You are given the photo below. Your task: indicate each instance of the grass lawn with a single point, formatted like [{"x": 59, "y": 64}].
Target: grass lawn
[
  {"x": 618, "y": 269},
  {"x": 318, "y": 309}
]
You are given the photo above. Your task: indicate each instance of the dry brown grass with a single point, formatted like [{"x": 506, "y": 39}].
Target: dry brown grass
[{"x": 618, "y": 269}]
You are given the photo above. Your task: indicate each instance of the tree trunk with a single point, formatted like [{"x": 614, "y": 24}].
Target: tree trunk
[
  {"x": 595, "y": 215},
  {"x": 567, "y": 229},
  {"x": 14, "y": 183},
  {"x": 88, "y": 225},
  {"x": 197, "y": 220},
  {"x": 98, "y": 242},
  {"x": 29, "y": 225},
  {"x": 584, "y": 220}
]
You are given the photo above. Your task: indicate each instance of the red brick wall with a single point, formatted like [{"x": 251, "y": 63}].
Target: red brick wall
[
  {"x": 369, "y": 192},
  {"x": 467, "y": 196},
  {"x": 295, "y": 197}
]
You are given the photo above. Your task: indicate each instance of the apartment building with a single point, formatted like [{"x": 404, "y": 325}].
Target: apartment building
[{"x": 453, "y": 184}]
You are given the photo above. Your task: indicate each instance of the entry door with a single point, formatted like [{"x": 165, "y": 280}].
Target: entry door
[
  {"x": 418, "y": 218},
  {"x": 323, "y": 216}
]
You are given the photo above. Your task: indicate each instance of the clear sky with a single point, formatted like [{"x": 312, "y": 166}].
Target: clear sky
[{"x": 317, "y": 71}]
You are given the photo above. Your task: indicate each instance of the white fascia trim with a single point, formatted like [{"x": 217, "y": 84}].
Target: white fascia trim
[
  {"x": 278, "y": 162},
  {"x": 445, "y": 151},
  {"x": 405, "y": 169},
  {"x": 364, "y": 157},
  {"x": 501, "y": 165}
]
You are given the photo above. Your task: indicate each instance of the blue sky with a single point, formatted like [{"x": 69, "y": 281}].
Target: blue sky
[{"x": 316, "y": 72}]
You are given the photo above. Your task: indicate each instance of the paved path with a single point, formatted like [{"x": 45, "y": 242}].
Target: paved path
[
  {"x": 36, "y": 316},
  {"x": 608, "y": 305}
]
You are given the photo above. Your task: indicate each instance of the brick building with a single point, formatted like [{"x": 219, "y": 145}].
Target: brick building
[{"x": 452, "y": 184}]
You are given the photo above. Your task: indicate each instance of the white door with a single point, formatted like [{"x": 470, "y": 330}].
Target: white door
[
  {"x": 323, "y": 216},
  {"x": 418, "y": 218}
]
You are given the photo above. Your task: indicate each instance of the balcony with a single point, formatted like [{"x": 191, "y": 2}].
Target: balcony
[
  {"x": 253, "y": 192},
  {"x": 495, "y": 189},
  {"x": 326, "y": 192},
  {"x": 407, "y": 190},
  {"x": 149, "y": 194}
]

══════

Task brief: Repeat all the entries above without altering anything.

Problem solution:
You are given the photo below. Your task: indicate each instance of the grass lawn with a single point, formatted like [{"x": 59, "y": 64}].
Target: grass lawn
[
  {"x": 618, "y": 269},
  {"x": 318, "y": 309}
]
You are given the photo above. Your task: indicate each instance of the dry brown grass with a single point, formatted like [{"x": 506, "y": 39}].
Target: dry brown grass
[{"x": 618, "y": 269}]
You are given the photo above. Your task: indicate each instance of the tree trunk with a single point, formatted like [{"x": 614, "y": 24}].
Target: tree trunk
[
  {"x": 595, "y": 215},
  {"x": 567, "y": 229},
  {"x": 14, "y": 183},
  {"x": 88, "y": 225},
  {"x": 197, "y": 220},
  {"x": 98, "y": 242},
  {"x": 29, "y": 225},
  {"x": 584, "y": 220}
]
You are given the photo above. Your task: indicate each instance of the red brick wall with a single point, formatted like [{"x": 251, "y": 63}].
Target: red brick wall
[
  {"x": 369, "y": 192},
  {"x": 467, "y": 196},
  {"x": 295, "y": 197}
]
You are given the photo above. Your task: indicate each instance of the apartment building with a single point, formatted like [{"x": 404, "y": 325}].
Target: apartment building
[{"x": 453, "y": 184}]
You are given the photo above. Your task: indicate each instance of the entry door with a single point, formatted like [{"x": 165, "y": 280}].
Target: entry door
[
  {"x": 418, "y": 218},
  {"x": 323, "y": 216}
]
You are given the photo above. Your task: indicate each instance of the clear sky with a single point, formatted like [{"x": 312, "y": 166}].
Target: clear sky
[{"x": 317, "y": 71}]
You are given the photo above. Your task: indicate each instance of the white fascia trim with a single point, formatted like [{"x": 217, "y": 84}].
Target: white fascia trim
[
  {"x": 278, "y": 162},
  {"x": 445, "y": 151},
  {"x": 405, "y": 169},
  {"x": 364, "y": 157},
  {"x": 501, "y": 165}
]
You are given the photo above. Your task: indicate each instance of the blue sky with a single point, formatted like [{"x": 69, "y": 281}].
Target: blue sky
[{"x": 316, "y": 72}]
You are given the photo above. Your task: indicate each instance of the paved path with a single point, formatted like [{"x": 45, "y": 242}].
Target: paved path
[
  {"x": 36, "y": 316},
  {"x": 608, "y": 305}
]
You are given the photo above. Your task: indicate each instance of the brick building with a single point, formatted like [{"x": 219, "y": 145}].
Target: brick building
[{"x": 452, "y": 184}]
You are given the photo above. Your task: indicate each instance of the white door with a single point, formatted like [{"x": 470, "y": 330}].
Target: white door
[
  {"x": 323, "y": 216},
  {"x": 418, "y": 218}
]
You are given the photo above. Your task: indicate each instance of the balcony with a single point, formatted like [{"x": 191, "y": 2}].
Target: balcony
[
  {"x": 253, "y": 192},
  {"x": 495, "y": 189},
  {"x": 326, "y": 192},
  {"x": 407, "y": 190},
  {"x": 149, "y": 194}
]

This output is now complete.